Mini bus and section 19 permits?

As a relative newby to the civilian committee I’m looking for some help. Our squadron has a 17 seat minibus which is in excellent condition but we appear to lack qualified drivers as “section 19 permits” are not being renewed by “the wing” or the cadet force overall?

The issue appears to be that those of us who are “oldies” have grandfather rights to drive a 17 seat minibus on a D1 license but our younger counterparts require the section 19 permit to allow them to drive on a not for profit basis.

A couple of thoughts…

Why can’t an individual squadron apply for a section 19 permit?

Why can we not just remove seats to make a 17 seat minibus a 9 seat vehicle with space for ‘kit’? (Accepting we may need to tel the DVLA of a change in class of vehicle)

I would really appreciate your input as all I see is a perfectly functional vehicle that will soon be standing idle and the support we provide our young air cadets, rapidly declining.

Many thanks in advance

Ken

Hi Ken, there have been a few discussions on here about Permit 19s. You can look them up with the search function.

Not being experienced with them I don’t know, but do recall a lot of chatter of Permit 19 not being permissible for our use…

I’m pretty sure that in order to drive a minibus on a B licence, using a permit 19, it has to have less seats than yours in any event. (14 plus driver if I recall correctly.)

I can’t see any issue with you using the vehicle if the DVLA re-classify it as a B cat.

Thanks for this, just seems a tad inequitable given what we seek to deliver. I’ll keep searching…

Nothing in Section 19 against 17 seaters, it’s just the weight that matters.

Very interesting point, thank you. I’ll check that out in the morning…,would anyone have a little more detail on weight limits in this instance?

We asked the question about this removing seats is irrelevant apparently as the vehicle will be registered as manufactuered as a minibus with x seats which is what they go by. :roll_eyes::roll_eyes:

3.5 tonnes unless you have Specialist wheelchair equipment fitted in which case it goes upto 4.25 tonnes

https://www.gov.uk/government/publications/section-19-and-22-permits-not-for-profit-passenger-transport/section-19-and-22-permits-not-for-profit-passenger-transport#section-19-permits

Paragraph 7.3 covers the fact that you are allowed a 17 seater bus on a Permit 19.

Corps are still issuing permit 19’s you just complete Accts Form 82 and email it to them direct (details are on the form).

Provided material -
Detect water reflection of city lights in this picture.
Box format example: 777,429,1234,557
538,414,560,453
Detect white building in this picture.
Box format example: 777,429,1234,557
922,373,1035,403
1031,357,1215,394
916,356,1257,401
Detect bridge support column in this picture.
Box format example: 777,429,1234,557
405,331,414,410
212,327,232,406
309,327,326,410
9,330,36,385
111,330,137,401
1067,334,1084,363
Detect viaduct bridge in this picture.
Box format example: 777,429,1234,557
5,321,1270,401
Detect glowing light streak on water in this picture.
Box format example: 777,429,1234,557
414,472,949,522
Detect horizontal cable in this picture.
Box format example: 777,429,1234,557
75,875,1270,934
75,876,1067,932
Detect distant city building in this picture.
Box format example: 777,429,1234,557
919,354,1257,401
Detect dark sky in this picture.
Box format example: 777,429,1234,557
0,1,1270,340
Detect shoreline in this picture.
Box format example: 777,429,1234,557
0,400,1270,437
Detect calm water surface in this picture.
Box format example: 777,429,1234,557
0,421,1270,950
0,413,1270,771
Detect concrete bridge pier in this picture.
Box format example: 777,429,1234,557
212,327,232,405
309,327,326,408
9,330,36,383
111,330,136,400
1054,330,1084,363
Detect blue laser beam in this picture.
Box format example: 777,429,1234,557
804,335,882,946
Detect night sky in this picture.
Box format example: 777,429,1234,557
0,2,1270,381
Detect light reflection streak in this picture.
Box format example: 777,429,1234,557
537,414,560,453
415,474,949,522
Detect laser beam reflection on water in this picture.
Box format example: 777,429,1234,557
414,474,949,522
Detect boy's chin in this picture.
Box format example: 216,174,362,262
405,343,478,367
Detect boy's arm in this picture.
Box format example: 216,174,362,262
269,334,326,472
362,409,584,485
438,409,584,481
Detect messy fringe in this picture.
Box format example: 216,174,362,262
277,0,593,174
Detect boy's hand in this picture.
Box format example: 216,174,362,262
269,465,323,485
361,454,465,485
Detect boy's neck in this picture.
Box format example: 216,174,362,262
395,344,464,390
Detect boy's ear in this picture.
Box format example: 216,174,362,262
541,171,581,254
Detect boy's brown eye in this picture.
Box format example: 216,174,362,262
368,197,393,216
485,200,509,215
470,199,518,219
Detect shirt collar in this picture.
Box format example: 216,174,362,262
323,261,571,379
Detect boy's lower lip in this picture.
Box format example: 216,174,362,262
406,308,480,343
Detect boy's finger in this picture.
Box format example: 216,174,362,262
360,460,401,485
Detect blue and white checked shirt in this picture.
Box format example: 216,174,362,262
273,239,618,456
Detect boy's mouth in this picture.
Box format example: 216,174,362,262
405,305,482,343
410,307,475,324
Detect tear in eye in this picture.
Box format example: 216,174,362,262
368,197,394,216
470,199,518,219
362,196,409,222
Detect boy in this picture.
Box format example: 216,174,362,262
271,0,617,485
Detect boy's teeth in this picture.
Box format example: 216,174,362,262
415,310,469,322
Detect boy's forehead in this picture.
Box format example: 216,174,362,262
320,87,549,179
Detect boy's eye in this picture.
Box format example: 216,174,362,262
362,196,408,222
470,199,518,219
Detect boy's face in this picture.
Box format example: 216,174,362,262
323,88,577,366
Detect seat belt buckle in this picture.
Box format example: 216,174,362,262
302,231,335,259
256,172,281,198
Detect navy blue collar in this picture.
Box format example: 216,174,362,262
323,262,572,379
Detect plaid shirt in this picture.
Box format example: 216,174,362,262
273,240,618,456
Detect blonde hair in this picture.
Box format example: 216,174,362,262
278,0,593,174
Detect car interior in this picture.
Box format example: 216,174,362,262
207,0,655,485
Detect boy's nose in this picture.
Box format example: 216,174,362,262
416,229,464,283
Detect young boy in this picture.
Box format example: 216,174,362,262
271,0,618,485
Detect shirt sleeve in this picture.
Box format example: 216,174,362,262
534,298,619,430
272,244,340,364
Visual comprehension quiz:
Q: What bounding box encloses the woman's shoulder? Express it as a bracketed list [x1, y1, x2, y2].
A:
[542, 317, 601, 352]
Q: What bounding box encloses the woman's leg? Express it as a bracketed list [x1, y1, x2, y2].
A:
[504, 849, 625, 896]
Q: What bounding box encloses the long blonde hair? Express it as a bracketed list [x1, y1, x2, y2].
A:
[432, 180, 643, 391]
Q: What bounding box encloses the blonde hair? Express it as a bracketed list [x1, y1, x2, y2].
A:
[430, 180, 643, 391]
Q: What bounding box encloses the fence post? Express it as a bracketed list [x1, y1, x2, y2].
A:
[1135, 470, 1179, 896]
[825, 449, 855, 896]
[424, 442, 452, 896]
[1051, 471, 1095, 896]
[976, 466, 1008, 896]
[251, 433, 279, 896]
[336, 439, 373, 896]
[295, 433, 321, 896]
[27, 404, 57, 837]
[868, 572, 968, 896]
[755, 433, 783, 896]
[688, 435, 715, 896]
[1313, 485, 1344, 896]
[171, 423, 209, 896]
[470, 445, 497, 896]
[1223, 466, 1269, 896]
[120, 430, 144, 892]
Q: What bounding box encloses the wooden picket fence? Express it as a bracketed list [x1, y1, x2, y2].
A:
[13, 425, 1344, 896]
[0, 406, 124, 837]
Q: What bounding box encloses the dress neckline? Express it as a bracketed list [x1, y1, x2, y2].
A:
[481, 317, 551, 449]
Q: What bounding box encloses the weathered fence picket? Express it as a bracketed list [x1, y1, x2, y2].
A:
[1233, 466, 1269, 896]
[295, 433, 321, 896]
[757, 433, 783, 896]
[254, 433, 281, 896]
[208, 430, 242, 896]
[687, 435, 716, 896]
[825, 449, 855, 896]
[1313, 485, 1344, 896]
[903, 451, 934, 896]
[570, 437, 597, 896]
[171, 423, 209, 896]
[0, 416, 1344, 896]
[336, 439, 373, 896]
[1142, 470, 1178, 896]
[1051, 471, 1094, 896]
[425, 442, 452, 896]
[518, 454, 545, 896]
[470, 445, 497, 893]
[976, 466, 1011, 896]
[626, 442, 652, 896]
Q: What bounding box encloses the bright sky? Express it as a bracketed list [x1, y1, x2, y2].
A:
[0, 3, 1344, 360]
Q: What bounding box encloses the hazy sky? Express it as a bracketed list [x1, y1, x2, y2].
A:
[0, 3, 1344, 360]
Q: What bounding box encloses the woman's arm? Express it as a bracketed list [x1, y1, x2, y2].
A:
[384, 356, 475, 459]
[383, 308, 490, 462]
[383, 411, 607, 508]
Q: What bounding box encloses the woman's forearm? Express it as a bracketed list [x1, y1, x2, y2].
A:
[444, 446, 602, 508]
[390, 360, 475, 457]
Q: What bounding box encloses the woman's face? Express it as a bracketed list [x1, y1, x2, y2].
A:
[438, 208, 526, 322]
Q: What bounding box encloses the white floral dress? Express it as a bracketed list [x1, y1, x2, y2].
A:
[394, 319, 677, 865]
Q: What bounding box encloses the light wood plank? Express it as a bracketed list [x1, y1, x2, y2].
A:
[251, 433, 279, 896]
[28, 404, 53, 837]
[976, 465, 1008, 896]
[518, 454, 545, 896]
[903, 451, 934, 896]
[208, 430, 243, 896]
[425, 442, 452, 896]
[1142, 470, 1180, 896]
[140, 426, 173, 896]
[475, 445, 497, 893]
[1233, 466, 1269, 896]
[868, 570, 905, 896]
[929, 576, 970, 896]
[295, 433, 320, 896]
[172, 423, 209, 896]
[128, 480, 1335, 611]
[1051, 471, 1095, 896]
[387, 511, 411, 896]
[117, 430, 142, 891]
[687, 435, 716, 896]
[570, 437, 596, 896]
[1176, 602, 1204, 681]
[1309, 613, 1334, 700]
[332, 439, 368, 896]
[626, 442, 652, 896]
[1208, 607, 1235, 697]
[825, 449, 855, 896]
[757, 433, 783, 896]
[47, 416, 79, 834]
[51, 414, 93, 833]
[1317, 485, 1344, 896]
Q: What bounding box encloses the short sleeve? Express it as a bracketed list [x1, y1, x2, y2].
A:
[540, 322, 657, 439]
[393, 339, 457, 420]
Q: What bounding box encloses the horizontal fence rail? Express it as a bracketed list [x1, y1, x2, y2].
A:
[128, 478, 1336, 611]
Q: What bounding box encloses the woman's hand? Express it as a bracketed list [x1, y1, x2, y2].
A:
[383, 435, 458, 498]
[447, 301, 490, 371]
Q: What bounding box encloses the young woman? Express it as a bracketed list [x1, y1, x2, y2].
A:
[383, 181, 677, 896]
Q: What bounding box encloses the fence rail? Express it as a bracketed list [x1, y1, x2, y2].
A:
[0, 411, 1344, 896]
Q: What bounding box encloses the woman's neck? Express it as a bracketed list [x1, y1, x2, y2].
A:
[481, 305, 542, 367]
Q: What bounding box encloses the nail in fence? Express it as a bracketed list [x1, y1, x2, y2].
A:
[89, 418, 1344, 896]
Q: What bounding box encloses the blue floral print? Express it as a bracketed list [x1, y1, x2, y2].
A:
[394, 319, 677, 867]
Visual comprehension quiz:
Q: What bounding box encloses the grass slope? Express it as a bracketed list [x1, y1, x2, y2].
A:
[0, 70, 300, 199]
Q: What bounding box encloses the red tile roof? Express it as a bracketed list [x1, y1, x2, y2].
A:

What the task requires - Please answer from the section 19 permit thread: which form do you complete to get a permit 19 from Corps? The data has no connection to the section 19 permit thread.

Output for this task - Accts Form 82, which is emailed directly to Corps.